The comments came in a blog post written by Dr. Larry Greenbaum, a board certified Rheumatologist for the last 24 years who is paid to write a twice-monthly column on his practice in Greenwood.
He calls it “Inside Rheum.”
"If your practice is like mine, you probably don't bill for consult level 5 very often," Greenbaum writes in one of his latest posts. "That's the most expensive level of care on our office super-bill. I usually reserve it for patients with huge volumes of records, patients who take an inordinate amount of time, or patients who annoy me in some other extraordinary fashion."
One of those "annoying" patients, Greenbaum writes, was a 75-year-old who recently came in for an initial consultation.
By Greenbaum's account, the visit didn't go very well.
"I charged him level 5," he writes in the post, "for taking so much of my time, for bad-mouthing his previous doctors, and for incessant whining."
Greenbaum goes on to describe the visit in detail, including an anecdote about how the patient admitted to kissing his neurologist’s hand. He writes that the patient “didn’t seem demented or hateful, just weird."

####

* _Check your understanding_:
**a.** In the passage about Dr. Larry Greenbaum's blog post, what does he call his twice-monthly column?
**b.** Carry the passage about Dr. Larry Greenbaum's blog post forward, picking up right after its final sentence.

####

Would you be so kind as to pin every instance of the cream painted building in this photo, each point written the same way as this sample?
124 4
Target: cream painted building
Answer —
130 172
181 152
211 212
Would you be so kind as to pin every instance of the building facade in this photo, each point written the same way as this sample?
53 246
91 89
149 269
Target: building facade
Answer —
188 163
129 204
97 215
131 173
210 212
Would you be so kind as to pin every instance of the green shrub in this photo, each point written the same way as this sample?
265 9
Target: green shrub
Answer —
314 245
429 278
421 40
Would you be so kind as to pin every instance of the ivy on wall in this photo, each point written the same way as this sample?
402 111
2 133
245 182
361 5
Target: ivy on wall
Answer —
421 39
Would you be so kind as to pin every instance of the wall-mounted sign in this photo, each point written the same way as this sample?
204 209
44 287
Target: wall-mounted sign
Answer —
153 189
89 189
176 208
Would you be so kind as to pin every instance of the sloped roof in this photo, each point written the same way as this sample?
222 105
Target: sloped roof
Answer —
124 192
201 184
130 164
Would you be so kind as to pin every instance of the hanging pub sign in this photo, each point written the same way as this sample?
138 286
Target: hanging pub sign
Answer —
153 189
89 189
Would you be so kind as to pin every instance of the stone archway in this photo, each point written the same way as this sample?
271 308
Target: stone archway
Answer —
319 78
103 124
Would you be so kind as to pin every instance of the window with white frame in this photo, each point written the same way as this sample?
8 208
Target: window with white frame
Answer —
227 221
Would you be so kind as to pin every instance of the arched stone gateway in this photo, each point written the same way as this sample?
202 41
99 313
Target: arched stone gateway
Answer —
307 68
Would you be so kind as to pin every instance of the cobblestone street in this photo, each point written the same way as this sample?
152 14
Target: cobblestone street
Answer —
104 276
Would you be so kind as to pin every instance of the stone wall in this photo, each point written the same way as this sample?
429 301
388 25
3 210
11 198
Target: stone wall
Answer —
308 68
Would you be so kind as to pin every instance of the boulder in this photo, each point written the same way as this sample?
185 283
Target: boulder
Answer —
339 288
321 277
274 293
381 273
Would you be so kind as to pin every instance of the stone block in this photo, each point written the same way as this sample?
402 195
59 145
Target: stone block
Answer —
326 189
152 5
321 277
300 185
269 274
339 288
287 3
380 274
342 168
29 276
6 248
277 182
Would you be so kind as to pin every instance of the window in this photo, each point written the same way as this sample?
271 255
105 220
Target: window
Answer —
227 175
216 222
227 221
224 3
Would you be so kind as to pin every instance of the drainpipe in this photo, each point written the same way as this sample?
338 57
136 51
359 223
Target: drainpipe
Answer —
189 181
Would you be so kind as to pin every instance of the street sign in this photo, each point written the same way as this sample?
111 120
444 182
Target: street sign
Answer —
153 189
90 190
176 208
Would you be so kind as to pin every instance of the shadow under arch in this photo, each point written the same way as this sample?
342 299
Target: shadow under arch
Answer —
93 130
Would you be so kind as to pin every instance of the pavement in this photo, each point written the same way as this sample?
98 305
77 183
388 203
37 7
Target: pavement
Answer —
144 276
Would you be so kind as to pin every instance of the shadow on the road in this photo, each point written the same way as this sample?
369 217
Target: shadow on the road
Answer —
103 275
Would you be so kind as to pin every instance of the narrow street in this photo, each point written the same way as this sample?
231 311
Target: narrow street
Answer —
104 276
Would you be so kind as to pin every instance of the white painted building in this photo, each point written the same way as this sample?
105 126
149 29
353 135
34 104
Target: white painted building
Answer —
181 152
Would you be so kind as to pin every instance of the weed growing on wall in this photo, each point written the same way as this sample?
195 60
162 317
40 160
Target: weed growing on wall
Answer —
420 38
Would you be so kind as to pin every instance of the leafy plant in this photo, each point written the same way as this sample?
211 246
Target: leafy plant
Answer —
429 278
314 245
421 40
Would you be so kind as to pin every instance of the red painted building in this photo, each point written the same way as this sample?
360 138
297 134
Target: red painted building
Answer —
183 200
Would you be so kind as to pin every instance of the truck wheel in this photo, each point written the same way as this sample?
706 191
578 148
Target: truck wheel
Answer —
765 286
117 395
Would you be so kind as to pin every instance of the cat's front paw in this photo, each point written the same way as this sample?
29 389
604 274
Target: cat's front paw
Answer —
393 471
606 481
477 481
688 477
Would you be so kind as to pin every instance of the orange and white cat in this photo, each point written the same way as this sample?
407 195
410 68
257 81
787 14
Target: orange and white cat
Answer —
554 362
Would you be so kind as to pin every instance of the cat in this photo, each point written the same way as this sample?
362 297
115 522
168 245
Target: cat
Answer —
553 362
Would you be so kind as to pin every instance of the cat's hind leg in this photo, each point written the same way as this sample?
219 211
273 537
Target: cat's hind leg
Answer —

####

* _Answers for the tasks_:
**a.** "Inside Rheum."

**b.**
"I wasn't the least bit insulted," he finishes.
But, others are.
“It rubs me the wrong way,” said Delana Gifford, a former patient of Greenbaum's, who says she had problems with Greenbaum’s care and recently found another doctor.
When a friend sent her a link to the post, Gifford says she was outraged.
“I was shocked. I read what he said and I was horrified. To reserve the highest fee because someone annoyed you on that particular day? That's reprehensible,” Gifford said.
I-Team 8 consulted with several medical billing experts. All said the post likely doesn’t rise to the level of “illegal billing.”
“[The post] is pretty brazen. That's pretty bold. But, it's going to be very hard to prove that. You do have to have intent [of billing abuse] outlined, and it has to be well documented. And, that's going to be hard,” said patient advocate Jared Ferguson, Founder of Patient Advocacy of Indiana.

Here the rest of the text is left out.